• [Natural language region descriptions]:
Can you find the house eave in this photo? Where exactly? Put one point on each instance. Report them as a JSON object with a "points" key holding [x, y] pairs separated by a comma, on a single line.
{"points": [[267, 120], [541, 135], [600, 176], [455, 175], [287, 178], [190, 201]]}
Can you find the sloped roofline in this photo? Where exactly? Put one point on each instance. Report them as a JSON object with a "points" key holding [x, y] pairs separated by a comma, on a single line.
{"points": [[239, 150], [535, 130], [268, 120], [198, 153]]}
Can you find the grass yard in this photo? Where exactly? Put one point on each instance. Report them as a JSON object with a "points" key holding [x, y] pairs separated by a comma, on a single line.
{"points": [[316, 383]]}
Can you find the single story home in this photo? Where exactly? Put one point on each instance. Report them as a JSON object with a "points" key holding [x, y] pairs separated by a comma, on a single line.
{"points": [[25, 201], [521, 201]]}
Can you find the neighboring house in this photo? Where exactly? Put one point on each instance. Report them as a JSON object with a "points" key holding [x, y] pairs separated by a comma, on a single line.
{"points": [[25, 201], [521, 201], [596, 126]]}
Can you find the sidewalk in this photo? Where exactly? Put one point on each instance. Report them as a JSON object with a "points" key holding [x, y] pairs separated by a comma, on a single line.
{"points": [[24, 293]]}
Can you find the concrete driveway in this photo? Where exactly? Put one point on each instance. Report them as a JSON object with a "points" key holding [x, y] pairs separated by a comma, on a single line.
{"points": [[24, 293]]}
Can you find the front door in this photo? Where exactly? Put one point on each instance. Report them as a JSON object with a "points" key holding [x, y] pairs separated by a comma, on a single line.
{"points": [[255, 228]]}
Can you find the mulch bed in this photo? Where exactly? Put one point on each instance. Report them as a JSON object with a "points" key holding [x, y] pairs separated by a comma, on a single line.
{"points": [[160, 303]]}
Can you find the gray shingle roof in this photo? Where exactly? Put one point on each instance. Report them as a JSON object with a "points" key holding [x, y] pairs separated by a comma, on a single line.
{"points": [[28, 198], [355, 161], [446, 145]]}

• [WORK INSTRUCTION]: Only the line that contains "Can you find the gray" and the lines after it, through the end of the data above, are to be repeated exactly.

• [TASK RESPONSE]:
Can you find the gray shingle roof in this photo? Where exactly? Put one point on each instance. Report them as a JSON object with a "points" key holding [x, y] pairs separated by a comma, on a single line.
{"points": [[28, 198], [355, 161], [446, 145]]}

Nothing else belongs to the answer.